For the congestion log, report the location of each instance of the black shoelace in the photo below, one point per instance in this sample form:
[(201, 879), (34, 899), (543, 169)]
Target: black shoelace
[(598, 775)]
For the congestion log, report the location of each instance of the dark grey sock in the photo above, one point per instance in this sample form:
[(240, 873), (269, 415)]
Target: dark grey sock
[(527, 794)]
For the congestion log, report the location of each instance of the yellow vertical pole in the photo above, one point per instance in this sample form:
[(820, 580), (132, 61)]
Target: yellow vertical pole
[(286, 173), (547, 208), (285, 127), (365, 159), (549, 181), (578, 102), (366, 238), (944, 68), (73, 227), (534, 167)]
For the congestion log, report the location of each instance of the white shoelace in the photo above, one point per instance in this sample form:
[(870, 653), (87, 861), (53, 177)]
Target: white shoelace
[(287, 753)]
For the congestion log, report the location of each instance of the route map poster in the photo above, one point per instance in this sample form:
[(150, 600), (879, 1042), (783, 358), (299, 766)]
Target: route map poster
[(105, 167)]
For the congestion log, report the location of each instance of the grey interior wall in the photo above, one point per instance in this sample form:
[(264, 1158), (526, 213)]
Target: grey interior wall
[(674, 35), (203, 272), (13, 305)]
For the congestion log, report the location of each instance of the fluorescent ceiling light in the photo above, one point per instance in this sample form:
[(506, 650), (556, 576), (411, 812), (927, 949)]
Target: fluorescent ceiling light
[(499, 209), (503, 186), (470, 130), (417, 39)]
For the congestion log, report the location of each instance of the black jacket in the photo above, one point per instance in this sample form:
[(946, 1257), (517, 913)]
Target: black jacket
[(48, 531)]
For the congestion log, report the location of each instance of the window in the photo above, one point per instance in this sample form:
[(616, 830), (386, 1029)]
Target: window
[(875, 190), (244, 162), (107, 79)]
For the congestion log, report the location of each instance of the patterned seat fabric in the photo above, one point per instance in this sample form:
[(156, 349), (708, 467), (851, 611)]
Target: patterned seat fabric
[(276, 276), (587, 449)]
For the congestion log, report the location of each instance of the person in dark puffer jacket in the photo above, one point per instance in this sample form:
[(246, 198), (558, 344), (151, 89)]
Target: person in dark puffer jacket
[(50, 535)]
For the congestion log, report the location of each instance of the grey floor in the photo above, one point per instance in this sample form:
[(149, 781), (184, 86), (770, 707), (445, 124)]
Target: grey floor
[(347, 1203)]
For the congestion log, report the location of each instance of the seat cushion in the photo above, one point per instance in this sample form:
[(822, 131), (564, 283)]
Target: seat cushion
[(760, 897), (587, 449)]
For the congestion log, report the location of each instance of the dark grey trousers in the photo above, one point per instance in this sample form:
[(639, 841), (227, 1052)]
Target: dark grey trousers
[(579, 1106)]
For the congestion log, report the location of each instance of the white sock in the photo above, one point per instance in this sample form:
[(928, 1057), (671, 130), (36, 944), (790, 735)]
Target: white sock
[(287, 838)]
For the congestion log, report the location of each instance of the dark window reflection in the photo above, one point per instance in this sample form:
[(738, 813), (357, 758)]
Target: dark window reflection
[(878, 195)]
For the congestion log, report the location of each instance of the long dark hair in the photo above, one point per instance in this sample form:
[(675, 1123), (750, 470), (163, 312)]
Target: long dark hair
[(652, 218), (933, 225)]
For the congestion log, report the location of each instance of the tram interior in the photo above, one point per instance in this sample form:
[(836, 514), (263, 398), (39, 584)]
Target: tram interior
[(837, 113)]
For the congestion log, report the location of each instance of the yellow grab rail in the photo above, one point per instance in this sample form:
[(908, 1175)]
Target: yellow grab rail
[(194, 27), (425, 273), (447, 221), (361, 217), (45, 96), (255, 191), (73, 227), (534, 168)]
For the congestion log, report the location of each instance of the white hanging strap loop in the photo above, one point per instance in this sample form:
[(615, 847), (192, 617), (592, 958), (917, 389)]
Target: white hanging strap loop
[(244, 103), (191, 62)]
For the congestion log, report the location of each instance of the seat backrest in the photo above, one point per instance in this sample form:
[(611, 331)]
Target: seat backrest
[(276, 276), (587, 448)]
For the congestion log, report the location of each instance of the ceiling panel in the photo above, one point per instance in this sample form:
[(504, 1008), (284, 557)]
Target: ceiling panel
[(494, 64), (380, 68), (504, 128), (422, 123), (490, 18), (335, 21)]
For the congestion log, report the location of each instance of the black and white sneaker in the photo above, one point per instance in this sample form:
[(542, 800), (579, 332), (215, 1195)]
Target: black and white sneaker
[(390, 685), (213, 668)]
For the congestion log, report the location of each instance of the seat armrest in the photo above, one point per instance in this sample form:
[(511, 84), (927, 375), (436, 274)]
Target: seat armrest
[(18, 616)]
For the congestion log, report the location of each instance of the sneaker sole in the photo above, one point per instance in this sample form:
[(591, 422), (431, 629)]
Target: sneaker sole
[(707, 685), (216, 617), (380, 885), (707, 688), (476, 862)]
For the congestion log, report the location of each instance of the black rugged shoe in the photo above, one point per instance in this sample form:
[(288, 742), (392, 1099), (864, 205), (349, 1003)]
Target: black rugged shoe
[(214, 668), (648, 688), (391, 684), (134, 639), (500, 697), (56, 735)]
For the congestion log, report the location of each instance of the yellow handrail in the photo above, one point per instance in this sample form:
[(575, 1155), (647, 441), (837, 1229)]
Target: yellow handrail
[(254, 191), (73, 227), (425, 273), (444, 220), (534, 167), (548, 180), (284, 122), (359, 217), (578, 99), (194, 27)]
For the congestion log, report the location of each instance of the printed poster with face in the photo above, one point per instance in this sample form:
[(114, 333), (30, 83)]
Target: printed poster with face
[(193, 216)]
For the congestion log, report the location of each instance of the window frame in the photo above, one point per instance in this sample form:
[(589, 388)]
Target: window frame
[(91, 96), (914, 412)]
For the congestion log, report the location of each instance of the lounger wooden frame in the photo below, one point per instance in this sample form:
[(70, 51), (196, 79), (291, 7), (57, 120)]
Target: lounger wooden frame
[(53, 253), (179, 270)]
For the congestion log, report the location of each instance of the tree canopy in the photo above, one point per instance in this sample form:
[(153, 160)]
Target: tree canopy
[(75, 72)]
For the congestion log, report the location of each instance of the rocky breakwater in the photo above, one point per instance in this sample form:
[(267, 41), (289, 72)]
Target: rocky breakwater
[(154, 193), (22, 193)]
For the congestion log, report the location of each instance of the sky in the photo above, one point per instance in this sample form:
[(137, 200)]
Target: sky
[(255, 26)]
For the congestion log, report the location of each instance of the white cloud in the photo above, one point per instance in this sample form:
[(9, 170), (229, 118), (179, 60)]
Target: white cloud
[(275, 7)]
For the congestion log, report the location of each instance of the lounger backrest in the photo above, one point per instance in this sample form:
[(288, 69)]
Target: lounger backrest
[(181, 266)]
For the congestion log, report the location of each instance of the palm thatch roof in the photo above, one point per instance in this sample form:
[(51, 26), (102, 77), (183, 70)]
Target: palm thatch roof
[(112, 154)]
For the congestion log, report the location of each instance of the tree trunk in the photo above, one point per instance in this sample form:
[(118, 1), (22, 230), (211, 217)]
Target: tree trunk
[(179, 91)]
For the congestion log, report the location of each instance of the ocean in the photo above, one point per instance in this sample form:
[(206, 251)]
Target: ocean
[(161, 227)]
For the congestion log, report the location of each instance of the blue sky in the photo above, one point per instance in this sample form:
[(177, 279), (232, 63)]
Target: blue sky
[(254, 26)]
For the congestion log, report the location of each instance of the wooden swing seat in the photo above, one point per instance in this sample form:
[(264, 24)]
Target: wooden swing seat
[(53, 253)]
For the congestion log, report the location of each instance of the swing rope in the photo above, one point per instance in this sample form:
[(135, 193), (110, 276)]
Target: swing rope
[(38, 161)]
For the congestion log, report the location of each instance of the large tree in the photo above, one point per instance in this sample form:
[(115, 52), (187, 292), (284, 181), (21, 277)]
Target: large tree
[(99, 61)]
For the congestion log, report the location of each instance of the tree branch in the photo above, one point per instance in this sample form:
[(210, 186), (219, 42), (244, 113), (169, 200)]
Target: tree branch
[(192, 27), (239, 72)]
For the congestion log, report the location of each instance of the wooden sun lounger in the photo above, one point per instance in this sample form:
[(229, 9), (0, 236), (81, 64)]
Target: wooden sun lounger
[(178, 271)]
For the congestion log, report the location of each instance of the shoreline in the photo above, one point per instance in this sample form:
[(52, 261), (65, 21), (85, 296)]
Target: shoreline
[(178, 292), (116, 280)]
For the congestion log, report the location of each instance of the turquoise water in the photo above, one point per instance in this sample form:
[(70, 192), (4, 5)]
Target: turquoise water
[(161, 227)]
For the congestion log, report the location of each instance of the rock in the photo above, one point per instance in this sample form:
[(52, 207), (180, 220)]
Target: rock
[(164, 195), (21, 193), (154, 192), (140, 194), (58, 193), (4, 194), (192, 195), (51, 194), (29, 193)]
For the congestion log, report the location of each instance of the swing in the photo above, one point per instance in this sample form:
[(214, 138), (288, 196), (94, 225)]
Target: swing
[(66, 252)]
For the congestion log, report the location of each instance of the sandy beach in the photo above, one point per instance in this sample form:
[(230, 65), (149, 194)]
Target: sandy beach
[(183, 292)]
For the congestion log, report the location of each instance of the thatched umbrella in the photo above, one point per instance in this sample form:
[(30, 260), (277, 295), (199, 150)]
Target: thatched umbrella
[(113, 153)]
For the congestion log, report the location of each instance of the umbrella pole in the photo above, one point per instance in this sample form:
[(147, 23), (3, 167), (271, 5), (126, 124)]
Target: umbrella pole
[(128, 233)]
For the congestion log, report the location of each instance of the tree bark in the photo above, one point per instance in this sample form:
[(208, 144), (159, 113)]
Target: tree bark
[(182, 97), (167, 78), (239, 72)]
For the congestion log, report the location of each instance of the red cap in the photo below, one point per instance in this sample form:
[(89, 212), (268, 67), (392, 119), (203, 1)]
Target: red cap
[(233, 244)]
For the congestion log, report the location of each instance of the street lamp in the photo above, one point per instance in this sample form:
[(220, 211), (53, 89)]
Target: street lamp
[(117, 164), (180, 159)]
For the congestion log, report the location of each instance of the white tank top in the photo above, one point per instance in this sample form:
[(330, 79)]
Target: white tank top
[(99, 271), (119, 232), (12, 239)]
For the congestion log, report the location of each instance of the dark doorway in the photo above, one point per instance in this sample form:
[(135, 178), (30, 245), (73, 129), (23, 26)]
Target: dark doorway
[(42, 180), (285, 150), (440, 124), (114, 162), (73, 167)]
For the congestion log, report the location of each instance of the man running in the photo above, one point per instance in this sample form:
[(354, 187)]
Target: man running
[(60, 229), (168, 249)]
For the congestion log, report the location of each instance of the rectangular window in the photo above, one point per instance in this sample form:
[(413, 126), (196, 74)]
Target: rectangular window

::::

[Written instruction] Put the stretch of the data above, from the line containing "of the route" through the line containing "[(50, 535)]", into a JSON list of strings with one string per line and blank lines omitted.

[Output for this task]
[
  "For the congestion log, report the location of each instance of the route map poster in the photo above, one point per instance in this sample form:",
  "[(150, 600), (879, 1042), (783, 358), (299, 766)]",
  "Target: route map poster",
  "[(105, 167)]",
  "For the congestion log, report the location of each instance of the grey interior wall in the photo above, one point per instance in this sample form:",
  "[(264, 1158), (526, 213)]",
  "Target: grey interior wall",
  "[(674, 35), (203, 272), (13, 305)]",
  "For the congestion log, report the location of each instance of the fluorescent ceiling light in the photo above, one point per instance in this sample form:",
  "[(506, 650), (556, 576), (411, 812), (927, 949)]",
  "Target: fluorescent ceiling light",
  "[(499, 209), (503, 186), (470, 130), (417, 39)]",
  "For the congestion log, report the location of each instance of the black jacket in the photo above, one point per instance in this sample form:",
  "[(946, 1257), (517, 913)]",
  "Target: black jacket",
  "[(48, 531)]",
  "For the congestion log, report the location of each instance of the window in the photo above, one point per instance in this sample form:",
  "[(616, 830), (386, 1029)]",
  "Target: window",
  "[(875, 190), (244, 162), (107, 79)]",
  "For the congestion log, report the location of each instance of the patterned seat fabric in the photo above, one point per instance in this sample form:",
  "[(156, 349), (708, 467), (851, 611)]",
  "Target: patterned seat fabric",
  "[(276, 276), (587, 449)]",
  "For the congestion log, report the location of each instance of the person in dark puffer jacket in the photo above, one point per instance in this sample form:",
  "[(246, 198), (558, 344), (151, 89)]",
  "Target: person in dark puffer jacket",
  "[(50, 535)]"
]